* [TASK TO COMPLETE] Copy out each of the following records word for word, keeping every line unchanged.

-- start of RECORDS FOR THE TASK --

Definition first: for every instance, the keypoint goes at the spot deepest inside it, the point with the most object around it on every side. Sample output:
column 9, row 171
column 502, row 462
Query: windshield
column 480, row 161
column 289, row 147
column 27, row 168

-- end of RECORDS FOR THE TASK --

* [TASK SOLUTION]
Definition first: for every instance, the keypoint goes at the spot deepest inside it, the point with the most object around it on every side. Sample output:
column 9, row 171
column 502, row 462
Query: windshield
column 480, row 161
column 289, row 147
column 27, row 168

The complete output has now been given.